> _SET EXERCISE_
Reproduce all of the material below verbatim, leaving out the pictures.

> _GIVEN DATA_
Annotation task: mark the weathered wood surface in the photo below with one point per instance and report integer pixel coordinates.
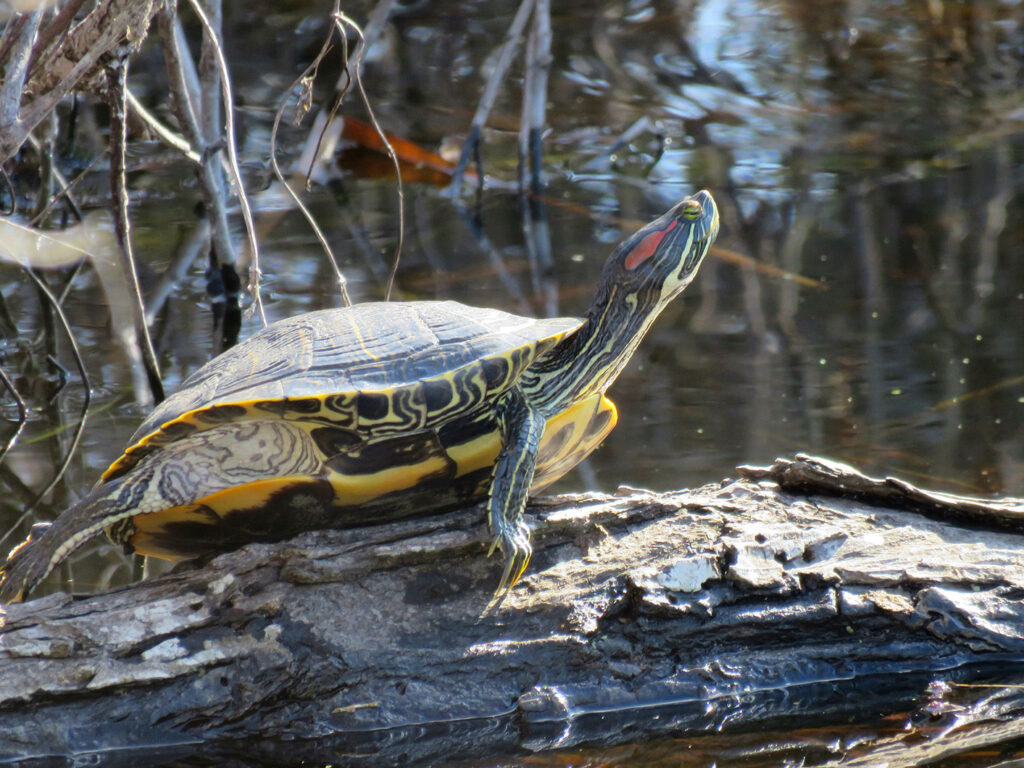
(641, 613)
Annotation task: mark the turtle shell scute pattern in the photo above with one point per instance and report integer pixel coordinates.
(376, 369)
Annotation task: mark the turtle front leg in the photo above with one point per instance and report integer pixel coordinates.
(521, 427)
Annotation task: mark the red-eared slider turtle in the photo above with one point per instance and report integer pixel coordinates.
(346, 417)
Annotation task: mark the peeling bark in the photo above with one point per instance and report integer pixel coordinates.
(641, 613)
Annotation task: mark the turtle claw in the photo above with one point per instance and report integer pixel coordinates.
(515, 546)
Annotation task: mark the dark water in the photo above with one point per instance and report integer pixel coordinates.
(867, 162)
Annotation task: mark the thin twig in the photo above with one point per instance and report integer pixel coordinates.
(471, 145)
(66, 185)
(342, 283)
(17, 68)
(325, 119)
(225, 85)
(23, 412)
(58, 27)
(117, 81)
(164, 133)
(180, 74)
(341, 18)
(86, 400)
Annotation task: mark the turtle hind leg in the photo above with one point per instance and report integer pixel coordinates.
(522, 427)
(27, 565)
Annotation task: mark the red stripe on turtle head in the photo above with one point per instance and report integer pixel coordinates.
(647, 247)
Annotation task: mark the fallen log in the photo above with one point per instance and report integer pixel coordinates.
(740, 602)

> _FINAL ANSWER_
Annotation task: mark the weathered wood surface in the photo below with one point per instance and report integer pixel coordinates.
(641, 613)
Annotation task: mark the turtle shell scute pattern in the photo above with one point per instance and report integer pixel coordinates.
(376, 369)
Annotation task: mark the turtle front leg in the photo above with one point per instance and report integer pixel coordinates.
(521, 427)
Annotation task: mark the red-eared slider turtle in the photo above with one point per instance and report integer pixel coordinates.
(346, 417)
Annotation task: mark the peeling bark in the photo above with one point per instance and report integer pixel coordinates.
(641, 613)
Annotation task: mark the turtle claw in the photo above with one point per instance and report integer pixel coordinates.
(515, 546)
Annotation task: mark the dark water in the photo above with one point per instance and report integer pixel coordinates.
(867, 162)
Annotation task: mark the thin twig in the photo above with one point per instance and report integer pixel coordinates.
(471, 145)
(66, 185)
(342, 283)
(17, 68)
(325, 119)
(225, 85)
(23, 412)
(58, 27)
(117, 81)
(164, 133)
(180, 74)
(341, 18)
(86, 400)
Annotation task: mark the turtle hind leg in the photo above with one point per instance and report integer pixel coordinates.
(522, 427)
(27, 565)
Annotation task: mark the red stripe on turtle head in the photo above with one point per instance and report integer pixel coordinates.
(647, 247)
Annotation task: mark the fallen log in the photo above with one point per instance and report integer pixel coordinates.
(740, 602)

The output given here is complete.